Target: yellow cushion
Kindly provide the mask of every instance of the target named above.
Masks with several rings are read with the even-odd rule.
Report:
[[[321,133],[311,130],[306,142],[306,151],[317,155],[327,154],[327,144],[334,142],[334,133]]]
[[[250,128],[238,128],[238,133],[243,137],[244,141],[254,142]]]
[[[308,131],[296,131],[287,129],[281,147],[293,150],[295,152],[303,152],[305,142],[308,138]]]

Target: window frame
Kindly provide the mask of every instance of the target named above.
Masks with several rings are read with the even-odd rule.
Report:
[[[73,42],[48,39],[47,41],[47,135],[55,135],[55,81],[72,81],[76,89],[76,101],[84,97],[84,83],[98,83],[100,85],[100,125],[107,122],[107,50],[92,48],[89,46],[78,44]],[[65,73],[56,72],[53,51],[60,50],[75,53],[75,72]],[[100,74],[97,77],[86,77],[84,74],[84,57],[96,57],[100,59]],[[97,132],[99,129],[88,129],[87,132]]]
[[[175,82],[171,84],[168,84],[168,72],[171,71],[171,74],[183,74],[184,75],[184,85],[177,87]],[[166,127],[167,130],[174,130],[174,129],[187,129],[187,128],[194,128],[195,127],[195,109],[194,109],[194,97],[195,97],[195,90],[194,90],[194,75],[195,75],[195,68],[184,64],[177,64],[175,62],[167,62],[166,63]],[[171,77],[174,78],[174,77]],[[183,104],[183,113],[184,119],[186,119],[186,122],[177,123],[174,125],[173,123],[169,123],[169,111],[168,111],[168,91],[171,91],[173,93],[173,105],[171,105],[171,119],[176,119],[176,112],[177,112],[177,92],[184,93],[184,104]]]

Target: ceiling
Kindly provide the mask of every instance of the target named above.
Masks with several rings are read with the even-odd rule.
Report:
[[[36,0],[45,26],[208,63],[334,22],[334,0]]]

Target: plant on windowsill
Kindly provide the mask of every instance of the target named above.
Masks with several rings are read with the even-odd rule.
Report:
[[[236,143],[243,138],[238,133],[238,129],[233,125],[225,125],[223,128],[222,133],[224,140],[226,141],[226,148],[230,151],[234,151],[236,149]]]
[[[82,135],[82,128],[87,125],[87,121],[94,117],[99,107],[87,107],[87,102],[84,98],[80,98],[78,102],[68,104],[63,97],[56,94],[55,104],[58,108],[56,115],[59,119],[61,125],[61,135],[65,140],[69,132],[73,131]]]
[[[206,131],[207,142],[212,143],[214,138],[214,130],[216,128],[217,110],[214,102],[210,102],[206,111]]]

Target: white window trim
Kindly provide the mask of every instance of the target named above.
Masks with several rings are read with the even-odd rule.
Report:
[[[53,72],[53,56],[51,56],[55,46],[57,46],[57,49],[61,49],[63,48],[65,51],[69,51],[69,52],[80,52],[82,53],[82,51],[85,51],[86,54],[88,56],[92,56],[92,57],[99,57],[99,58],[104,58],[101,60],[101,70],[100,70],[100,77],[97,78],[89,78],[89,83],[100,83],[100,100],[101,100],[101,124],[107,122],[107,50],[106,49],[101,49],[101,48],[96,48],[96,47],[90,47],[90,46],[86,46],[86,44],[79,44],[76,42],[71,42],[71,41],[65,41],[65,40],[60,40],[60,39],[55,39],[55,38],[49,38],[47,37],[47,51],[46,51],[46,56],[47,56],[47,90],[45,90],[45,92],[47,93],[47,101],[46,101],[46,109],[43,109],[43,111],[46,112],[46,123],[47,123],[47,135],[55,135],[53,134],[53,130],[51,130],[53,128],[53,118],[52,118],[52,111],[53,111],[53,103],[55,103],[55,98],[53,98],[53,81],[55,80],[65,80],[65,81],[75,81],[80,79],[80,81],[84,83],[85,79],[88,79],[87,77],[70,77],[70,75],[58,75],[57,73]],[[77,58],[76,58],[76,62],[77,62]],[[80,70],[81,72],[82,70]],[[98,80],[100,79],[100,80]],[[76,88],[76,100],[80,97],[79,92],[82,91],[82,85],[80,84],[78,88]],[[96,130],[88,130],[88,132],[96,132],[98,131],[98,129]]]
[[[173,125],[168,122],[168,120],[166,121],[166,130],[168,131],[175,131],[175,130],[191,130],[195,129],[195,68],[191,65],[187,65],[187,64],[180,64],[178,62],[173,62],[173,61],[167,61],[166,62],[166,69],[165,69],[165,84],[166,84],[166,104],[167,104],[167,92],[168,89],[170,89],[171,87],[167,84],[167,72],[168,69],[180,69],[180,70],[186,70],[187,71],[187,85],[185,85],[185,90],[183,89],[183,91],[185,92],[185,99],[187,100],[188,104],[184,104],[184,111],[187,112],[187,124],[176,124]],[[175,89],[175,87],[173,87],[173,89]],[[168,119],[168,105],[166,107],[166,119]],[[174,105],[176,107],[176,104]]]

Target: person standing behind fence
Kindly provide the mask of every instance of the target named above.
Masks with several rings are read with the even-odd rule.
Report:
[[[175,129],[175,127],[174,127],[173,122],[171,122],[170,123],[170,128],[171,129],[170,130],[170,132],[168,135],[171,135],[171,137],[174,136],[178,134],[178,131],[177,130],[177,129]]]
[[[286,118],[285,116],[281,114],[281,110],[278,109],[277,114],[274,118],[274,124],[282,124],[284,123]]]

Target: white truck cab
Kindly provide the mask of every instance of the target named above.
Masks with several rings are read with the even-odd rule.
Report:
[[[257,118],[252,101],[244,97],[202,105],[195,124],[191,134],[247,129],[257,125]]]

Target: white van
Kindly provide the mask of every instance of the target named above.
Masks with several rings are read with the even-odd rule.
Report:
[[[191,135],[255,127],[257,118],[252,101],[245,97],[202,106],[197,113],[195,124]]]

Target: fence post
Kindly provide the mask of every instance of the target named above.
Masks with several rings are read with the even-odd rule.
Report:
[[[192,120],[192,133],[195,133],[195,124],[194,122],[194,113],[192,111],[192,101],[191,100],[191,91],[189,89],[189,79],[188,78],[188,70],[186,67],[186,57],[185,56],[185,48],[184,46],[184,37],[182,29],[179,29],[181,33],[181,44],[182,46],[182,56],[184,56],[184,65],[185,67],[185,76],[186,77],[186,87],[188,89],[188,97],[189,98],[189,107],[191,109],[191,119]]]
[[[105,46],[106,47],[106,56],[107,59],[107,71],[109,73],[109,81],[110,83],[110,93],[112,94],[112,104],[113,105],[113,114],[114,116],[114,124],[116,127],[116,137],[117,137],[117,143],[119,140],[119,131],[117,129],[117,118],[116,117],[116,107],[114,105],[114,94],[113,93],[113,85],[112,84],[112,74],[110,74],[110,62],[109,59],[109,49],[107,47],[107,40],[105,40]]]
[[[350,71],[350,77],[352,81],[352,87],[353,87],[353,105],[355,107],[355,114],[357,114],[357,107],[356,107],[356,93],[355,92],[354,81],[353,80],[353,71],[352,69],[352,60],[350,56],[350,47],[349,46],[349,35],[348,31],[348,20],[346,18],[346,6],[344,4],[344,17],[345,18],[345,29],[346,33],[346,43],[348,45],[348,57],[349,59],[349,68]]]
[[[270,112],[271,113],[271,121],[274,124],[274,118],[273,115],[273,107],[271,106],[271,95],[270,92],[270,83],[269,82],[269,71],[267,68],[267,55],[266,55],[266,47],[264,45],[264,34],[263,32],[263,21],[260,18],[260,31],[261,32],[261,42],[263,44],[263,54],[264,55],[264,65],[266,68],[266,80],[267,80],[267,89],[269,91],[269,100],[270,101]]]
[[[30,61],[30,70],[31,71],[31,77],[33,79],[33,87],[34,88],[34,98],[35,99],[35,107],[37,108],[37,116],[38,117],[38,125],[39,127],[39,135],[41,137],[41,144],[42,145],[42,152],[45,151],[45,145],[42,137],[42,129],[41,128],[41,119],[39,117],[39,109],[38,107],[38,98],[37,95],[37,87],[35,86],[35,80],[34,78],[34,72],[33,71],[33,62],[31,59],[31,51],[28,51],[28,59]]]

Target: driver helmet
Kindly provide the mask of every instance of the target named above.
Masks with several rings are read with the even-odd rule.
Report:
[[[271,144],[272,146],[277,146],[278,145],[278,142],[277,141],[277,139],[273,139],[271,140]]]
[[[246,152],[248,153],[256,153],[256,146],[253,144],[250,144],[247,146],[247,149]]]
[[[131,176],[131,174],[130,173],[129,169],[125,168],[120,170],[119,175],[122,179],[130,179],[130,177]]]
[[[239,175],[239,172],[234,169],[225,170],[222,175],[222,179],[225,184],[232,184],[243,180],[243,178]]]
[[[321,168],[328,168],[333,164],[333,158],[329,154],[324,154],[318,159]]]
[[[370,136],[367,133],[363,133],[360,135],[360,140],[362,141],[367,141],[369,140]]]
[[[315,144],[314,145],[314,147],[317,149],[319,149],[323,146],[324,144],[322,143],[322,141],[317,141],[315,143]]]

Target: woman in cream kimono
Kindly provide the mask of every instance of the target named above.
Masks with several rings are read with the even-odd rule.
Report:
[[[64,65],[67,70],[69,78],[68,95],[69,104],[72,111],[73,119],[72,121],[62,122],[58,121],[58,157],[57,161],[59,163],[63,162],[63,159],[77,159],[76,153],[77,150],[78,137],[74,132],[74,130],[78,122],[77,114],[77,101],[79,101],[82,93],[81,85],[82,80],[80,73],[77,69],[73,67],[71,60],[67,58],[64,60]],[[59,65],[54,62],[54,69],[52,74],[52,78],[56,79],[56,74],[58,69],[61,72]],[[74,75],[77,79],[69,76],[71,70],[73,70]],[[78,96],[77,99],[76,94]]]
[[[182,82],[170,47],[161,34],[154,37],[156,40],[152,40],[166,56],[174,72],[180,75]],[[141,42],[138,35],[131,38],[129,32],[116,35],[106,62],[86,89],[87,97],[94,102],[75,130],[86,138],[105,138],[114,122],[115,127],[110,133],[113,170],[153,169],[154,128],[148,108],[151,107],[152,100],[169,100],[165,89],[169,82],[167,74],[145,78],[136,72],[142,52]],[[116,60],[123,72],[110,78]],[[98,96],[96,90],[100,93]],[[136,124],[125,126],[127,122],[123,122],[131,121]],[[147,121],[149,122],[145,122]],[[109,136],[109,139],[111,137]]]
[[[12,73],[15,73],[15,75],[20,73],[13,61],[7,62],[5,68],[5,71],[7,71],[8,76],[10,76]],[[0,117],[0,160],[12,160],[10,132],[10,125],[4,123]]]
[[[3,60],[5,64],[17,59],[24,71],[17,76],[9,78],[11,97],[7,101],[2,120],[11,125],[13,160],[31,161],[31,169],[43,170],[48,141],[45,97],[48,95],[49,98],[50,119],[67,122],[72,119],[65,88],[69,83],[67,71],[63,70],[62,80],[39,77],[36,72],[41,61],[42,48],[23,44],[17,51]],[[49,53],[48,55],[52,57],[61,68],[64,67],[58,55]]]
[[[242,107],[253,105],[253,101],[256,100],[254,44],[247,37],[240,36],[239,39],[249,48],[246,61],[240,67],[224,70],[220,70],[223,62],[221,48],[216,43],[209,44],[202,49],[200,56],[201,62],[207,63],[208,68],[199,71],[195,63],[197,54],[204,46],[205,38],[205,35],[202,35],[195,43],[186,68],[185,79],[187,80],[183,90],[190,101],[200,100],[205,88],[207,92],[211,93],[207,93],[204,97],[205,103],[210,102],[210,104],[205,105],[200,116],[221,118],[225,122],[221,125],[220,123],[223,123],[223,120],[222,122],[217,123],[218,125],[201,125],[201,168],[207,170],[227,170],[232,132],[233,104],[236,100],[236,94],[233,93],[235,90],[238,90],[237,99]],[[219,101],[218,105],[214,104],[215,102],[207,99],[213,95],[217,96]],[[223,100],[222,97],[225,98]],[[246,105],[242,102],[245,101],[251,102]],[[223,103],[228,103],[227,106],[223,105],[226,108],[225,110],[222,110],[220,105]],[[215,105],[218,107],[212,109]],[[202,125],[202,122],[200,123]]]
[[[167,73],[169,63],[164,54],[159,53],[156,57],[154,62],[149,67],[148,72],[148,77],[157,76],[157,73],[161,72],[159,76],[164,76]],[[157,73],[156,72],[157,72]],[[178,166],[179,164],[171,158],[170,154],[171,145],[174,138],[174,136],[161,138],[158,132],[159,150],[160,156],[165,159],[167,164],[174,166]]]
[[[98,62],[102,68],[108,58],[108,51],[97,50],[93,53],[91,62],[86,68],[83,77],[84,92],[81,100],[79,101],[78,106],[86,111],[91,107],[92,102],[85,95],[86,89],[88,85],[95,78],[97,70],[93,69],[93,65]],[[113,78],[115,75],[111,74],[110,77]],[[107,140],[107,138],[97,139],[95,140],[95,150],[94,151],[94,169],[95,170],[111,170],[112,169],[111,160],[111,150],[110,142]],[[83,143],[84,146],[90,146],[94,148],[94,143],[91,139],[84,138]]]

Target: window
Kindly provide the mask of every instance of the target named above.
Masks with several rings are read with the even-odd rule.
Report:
* * * * *
### EXERCISE DIRECTIONS
In the stretch from the start of the listing through the line containing "[[[36,0],[45,26],[208,63],[334,22],[334,0]]]", replace "window frame" with "window casing" and reproduce those lines with no other change.

### ANSWER BELOW
Target: yellow cushion
Kindly provide the mask of every instance of the target named above.
Masks with several rings are read with the even-odd rule.
Report:
[[[321,133],[311,130],[306,142],[306,151],[317,155],[327,154],[327,144],[334,142],[334,133]]]
[[[250,128],[238,128],[238,133],[243,137],[244,141],[254,142]]]
[[[308,131],[296,131],[287,129],[281,147],[293,150],[295,152],[303,152],[305,142],[308,138]]]

Target: window casing
Kindly provide the mask of every instance of the target named above.
Masks with several rings are read with the even-odd rule.
Report:
[[[73,42],[48,39],[47,41],[47,135],[55,135],[55,81],[72,81],[76,89],[76,101],[84,97],[84,83],[98,83],[100,85],[100,125],[107,122],[107,50],[92,48],[89,46],[78,44]],[[65,73],[56,72],[53,51],[60,50],[75,53],[75,72]],[[100,74],[97,77],[86,77],[84,74],[84,57],[96,57],[100,59]],[[97,132],[99,129],[88,129],[87,132]]]
[[[175,82],[171,84],[168,84],[168,72],[171,71],[171,74],[183,74],[184,75],[184,85],[177,87]],[[166,127],[167,130],[174,130],[174,129],[187,129],[187,128],[194,128],[195,127],[195,109],[194,109],[194,97],[195,97],[195,90],[194,90],[194,75],[195,75],[195,68],[184,64],[177,64],[175,62],[167,62],[166,63]],[[171,77],[174,78],[174,77]],[[183,104],[183,113],[184,119],[186,119],[186,122],[177,123],[174,125],[173,123],[169,123],[169,111],[168,111],[168,91],[171,91],[173,93],[173,105],[171,105],[171,119],[176,119],[176,112],[177,112],[177,92],[184,93],[184,104]]]

Target: ceiling
Kindly provide the mask of every instance of the target named above.
Masks with several rings are read with the even-odd rule.
Report:
[[[36,0],[45,26],[208,63],[334,22],[334,0]]]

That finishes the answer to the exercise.